• _Zadanie_
Powiel dosłownie fragment zamieszczonego poniżej tekstu o początkach Roberta Lewandowskiego: wszystko od „Nasza Loteria NaM” w dół aż do „z amerykańskich powieści.”.
··· Źródło ···
Nasza Loteria NaM - pasek na kartach artykułów

Tak zaczynał Robert Lewandowski

Kamil Bieńko
Kamil Bieńko
Stadion Partyzanta Leszno. To tu stawiał pierwsze kroki Lewy.
Stadion Partyzanta Leszno. To tu stawiał pierwsze kroki Lewy. Kamil Bieńko
Pewnie już wiele czytaliście o karierze Lewego, o tych perypetiach związanych z Legią, o etapie pruszkowskim, itd. Ale skąd on się wziął i jak to się stało, że jest dzisiaj na tym poziomie, to jest ważne i zarazem ciekawe.

Lewy, czyli Bobek

Podwarszawskie Leszno liczy z gminą ponad 8 tys. mieszkańców. Status wsi, a jakże! Kościół, skwer, zabytkowy pałac, najgrubsze drzewo w Polsce i jedno skrzyżowanie ze światłami – tak to mogłoby wyglądać w streszczeniu. Niczym jakieś senne miasteczko z amerykańskich powieści.

To właśnie tu wychowywał się Robert Lewandowski, którego każdy lesznianin zna jako Bobka. Taką ksywkę miał od zawsze, tak zwracali się do niego rodzice. Wzięło się to zapewne od imienia, ale niebagatelne znaczenie miała też postura naszego bohatera… Otóż, Robert był bardzo mikry za młodu. Strój piłkarski zwisał na nim, jak na wieszaku. Wyglądało to komicznie, ale miało też swój wdzięk. Niski, nogi jak rabarbary, po prostu taki mały Robert, czyli Bobek.

Bobek chodził do podstawówki, w której w-fu uczyli jego rodzice. Mama Iwona, była reprezentantka Polski w siatkówkę, ojciec Krzysztof, judoka (wicemistrz Polski), początkowo piłkarz Hutnika Warszawa. Oboje, fanatycy sportu! Pani Iwona wymagała wiele od swoich podopiecznych i nie tolerowała unikania lekcji. Była nieraz odbierana, jako osoba kontrowersyjna, ale dzięki swojemu podejściu
wychowała wiele zdolnych zawodniczek z powodzeniem grających później w wyższych ligach. Nie wspomnę już o tym ile medali zdobyła dzięki niej szkoła, a ile dziewcząt nie ma skoliozy, lordozy, kifozy, etc, wiedzą tylko one same.
··· Wymienione wpisy ···
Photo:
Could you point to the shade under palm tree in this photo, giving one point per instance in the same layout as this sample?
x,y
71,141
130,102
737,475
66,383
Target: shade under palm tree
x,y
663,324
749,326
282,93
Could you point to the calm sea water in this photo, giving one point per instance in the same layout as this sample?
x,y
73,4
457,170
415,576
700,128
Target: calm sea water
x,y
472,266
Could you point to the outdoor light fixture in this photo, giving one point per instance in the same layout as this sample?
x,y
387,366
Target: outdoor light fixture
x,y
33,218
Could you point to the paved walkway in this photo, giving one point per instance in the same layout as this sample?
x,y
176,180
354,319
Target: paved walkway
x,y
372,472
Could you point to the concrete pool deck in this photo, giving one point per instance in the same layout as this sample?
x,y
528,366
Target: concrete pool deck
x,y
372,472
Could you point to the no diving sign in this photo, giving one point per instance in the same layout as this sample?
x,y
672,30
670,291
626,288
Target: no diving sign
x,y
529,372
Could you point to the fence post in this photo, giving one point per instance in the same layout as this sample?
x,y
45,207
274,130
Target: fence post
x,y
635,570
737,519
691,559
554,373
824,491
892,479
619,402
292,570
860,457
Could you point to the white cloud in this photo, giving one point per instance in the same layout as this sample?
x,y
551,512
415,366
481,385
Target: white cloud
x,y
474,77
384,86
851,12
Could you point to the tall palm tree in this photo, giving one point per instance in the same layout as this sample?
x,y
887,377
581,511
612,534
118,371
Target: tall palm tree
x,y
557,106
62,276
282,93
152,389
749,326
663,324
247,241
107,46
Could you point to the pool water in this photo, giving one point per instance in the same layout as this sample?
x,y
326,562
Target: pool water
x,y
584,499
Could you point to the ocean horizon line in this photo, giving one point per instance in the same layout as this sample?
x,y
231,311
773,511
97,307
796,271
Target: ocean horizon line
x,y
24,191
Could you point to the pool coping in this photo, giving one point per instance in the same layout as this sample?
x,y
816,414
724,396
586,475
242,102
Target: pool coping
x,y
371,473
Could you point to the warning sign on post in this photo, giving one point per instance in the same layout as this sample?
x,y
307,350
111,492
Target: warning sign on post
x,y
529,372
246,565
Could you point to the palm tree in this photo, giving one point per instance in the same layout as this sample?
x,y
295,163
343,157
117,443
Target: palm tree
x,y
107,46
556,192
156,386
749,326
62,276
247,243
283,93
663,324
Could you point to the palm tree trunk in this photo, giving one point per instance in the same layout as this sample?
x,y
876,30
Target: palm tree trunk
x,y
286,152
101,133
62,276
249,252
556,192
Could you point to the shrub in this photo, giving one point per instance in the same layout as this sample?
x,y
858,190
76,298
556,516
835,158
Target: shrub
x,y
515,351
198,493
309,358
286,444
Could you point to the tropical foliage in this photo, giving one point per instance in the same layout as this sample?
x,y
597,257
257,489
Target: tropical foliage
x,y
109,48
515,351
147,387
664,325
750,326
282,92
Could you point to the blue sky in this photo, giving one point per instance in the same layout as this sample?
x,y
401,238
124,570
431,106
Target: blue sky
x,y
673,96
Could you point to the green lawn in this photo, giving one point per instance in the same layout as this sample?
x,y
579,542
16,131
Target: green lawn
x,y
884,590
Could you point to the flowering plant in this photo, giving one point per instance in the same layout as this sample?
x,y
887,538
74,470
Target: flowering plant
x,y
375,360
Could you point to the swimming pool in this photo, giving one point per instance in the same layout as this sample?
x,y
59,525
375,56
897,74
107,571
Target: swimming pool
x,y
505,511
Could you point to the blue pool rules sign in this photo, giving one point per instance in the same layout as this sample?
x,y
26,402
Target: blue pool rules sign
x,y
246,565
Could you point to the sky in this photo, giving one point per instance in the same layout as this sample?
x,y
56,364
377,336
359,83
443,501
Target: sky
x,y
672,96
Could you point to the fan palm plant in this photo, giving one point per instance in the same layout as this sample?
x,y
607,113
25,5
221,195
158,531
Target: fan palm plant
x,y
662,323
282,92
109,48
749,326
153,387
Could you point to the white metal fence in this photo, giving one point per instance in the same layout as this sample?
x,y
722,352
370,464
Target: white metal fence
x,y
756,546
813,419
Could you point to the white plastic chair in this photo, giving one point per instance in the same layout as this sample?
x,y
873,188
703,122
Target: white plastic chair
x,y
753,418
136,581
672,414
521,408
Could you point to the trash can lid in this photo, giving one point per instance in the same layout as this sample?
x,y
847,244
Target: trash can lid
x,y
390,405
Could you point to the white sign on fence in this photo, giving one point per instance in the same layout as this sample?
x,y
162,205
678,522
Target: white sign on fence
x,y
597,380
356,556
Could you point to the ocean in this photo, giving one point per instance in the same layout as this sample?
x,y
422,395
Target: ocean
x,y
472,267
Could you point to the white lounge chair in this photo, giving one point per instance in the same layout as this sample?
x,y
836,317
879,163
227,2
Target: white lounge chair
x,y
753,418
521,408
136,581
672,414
···
• _Wynik zadania_
Nasza Loteria NaM - pasek na kartach artykułów

Tak zaczynał Robert Lewandowski

Kamil Bieńko
Kamil Bieńko
Stadion Partyzanta Leszno. To tu stawiał pierwsze kroki Lewy.
Stadion Partyzanta Leszno. To tu stawiał pierwsze kroki Lewy. Kamil Bieńko
Pewnie już wiele czytaliście o karierze Lewego, o tych perypetiach związanych z Legią, o etapie pruszkowskim, itd. Ale skąd on się wziął i jak to się stało, że jest dzisiaj na tym poziomie, to jest ważne i zarazem ciekawe.

Lewy, czyli Bobek

Podwarszawskie Leszno liczy z gminą ponad 8 tys. mieszkańców. Status wsi, a jakże! Kościół, skwer, zabytkowy pałac, najgrubsze drzewo w Polsce i jedno skrzyżowanie ze światłami – tak to mogłoby wyglądać w streszczeniu. Niczym jakieś senne miasteczko z amerykańskich powieści.